* [Task details] Reproduce every one of the records below word for word, keeping each line unchanged.

# START OF Records supplied

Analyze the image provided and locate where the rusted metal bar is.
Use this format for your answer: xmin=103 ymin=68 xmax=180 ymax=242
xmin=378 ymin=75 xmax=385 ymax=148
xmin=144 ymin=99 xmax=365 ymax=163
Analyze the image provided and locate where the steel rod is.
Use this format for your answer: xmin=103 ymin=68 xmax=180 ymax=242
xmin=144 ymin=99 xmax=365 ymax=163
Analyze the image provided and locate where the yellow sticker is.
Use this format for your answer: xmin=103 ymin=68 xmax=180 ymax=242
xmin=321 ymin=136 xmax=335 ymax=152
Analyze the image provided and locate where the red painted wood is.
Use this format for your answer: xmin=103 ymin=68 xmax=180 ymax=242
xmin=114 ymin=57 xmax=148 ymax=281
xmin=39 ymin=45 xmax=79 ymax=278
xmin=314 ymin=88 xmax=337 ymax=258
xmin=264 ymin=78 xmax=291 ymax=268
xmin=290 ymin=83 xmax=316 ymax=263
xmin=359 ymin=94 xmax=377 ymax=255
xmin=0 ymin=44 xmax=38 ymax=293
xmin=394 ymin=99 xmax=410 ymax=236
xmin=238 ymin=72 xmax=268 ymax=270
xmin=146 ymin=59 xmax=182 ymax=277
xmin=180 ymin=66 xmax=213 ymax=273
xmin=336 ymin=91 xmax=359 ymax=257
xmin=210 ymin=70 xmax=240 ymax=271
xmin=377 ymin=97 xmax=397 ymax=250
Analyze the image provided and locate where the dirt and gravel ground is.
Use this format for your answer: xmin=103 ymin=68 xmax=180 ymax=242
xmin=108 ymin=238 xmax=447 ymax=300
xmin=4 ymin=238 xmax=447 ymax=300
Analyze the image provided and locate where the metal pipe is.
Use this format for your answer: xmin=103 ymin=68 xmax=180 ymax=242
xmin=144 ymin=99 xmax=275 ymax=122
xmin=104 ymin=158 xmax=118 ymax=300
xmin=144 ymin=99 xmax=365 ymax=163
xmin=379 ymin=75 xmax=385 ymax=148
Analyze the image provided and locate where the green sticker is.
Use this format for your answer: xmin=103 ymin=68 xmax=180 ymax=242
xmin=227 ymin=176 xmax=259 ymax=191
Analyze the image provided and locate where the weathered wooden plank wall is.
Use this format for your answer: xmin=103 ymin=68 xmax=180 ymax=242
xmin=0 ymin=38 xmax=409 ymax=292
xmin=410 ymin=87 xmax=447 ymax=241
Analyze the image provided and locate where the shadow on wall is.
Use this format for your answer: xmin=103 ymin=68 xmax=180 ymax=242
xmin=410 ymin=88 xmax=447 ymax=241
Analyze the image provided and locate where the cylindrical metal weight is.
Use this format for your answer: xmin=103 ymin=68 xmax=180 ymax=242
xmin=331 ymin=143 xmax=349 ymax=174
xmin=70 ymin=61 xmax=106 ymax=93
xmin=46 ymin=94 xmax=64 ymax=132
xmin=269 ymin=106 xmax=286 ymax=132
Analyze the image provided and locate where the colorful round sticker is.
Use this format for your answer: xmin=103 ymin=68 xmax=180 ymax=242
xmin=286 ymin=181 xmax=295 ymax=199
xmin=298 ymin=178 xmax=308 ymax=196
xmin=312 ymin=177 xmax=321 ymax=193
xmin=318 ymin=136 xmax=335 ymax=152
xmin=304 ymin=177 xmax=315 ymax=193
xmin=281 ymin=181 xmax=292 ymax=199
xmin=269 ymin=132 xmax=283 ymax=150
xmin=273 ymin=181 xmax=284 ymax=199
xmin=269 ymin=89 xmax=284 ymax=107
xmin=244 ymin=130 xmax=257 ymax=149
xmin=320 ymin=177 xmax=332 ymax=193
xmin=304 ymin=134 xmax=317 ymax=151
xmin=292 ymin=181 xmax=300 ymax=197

# END OF Records supplied

* [Task answer]
Analyze the image provided and locate where the rusted metal bar is.
Use this format for your answer: xmin=103 ymin=68 xmax=180 ymax=242
xmin=378 ymin=75 xmax=385 ymax=148
xmin=144 ymin=99 xmax=365 ymax=163
Analyze the image provided and locate where the steel rod is.
Use this format for your answer: xmin=103 ymin=68 xmax=180 ymax=242
xmin=144 ymin=99 xmax=365 ymax=163
Analyze the image provided and locate where the yellow sticker is.
Use this format for your answer: xmin=103 ymin=68 xmax=180 ymax=242
xmin=321 ymin=136 xmax=335 ymax=152
Analyze the image provided and locate where the red painted wood is.
Use this format for your answer: xmin=103 ymin=68 xmax=180 ymax=242
xmin=114 ymin=57 xmax=148 ymax=281
xmin=39 ymin=45 xmax=79 ymax=278
xmin=314 ymin=88 xmax=337 ymax=258
xmin=264 ymin=78 xmax=291 ymax=268
xmin=290 ymin=83 xmax=316 ymax=263
xmin=359 ymin=94 xmax=377 ymax=255
xmin=0 ymin=44 xmax=38 ymax=293
xmin=394 ymin=99 xmax=410 ymax=236
xmin=238 ymin=72 xmax=268 ymax=270
xmin=146 ymin=59 xmax=182 ymax=277
xmin=180 ymin=66 xmax=213 ymax=273
xmin=336 ymin=91 xmax=359 ymax=257
xmin=210 ymin=70 xmax=240 ymax=271
xmin=377 ymin=97 xmax=397 ymax=250
Analyze the image provided and locate where the dirt and gravel ground is.
Use this format for your answer: xmin=103 ymin=68 xmax=180 ymax=242
xmin=108 ymin=238 xmax=447 ymax=300
xmin=4 ymin=238 xmax=447 ymax=300
Analyze the image provided and locate where the metal pipe is.
Use this format for your answer: xmin=103 ymin=68 xmax=180 ymax=242
xmin=144 ymin=99 xmax=275 ymax=122
xmin=104 ymin=158 xmax=118 ymax=300
xmin=144 ymin=99 xmax=365 ymax=163
xmin=379 ymin=75 xmax=385 ymax=148
Analyze the image provided and locate where the green sticker is.
Use this format for your answer: xmin=103 ymin=68 xmax=180 ymax=242
xmin=227 ymin=176 xmax=259 ymax=191
Analyze the image provided and locate where the weathered wooden plank wall is.
Use this format for your answer: xmin=103 ymin=68 xmax=180 ymax=242
xmin=0 ymin=38 xmax=409 ymax=292
xmin=410 ymin=87 xmax=447 ymax=241
Analyze the image provided and locate where the shadow on wall is.
Use this format for your answer: xmin=103 ymin=68 xmax=180 ymax=242
xmin=410 ymin=88 xmax=447 ymax=241
Analyze the image provided and locate where the cylindrical metal weight is.
Use this format for your answer: xmin=103 ymin=68 xmax=180 ymax=242
xmin=331 ymin=143 xmax=349 ymax=174
xmin=70 ymin=61 xmax=106 ymax=93
xmin=46 ymin=94 xmax=64 ymax=132
xmin=269 ymin=106 xmax=286 ymax=132
Analyze the image provided and locate where the colorful round sticker is.
Use this format for your answer: xmin=103 ymin=68 xmax=180 ymax=242
xmin=286 ymin=181 xmax=295 ymax=199
xmin=298 ymin=178 xmax=308 ymax=196
xmin=312 ymin=177 xmax=321 ymax=193
xmin=318 ymin=136 xmax=335 ymax=152
xmin=304 ymin=177 xmax=315 ymax=193
xmin=281 ymin=181 xmax=292 ymax=199
xmin=269 ymin=132 xmax=283 ymax=150
xmin=273 ymin=181 xmax=284 ymax=199
xmin=269 ymin=89 xmax=284 ymax=107
xmin=244 ymin=130 xmax=257 ymax=149
xmin=320 ymin=177 xmax=332 ymax=193
xmin=304 ymin=134 xmax=317 ymax=151
xmin=292 ymin=181 xmax=300 ymax=197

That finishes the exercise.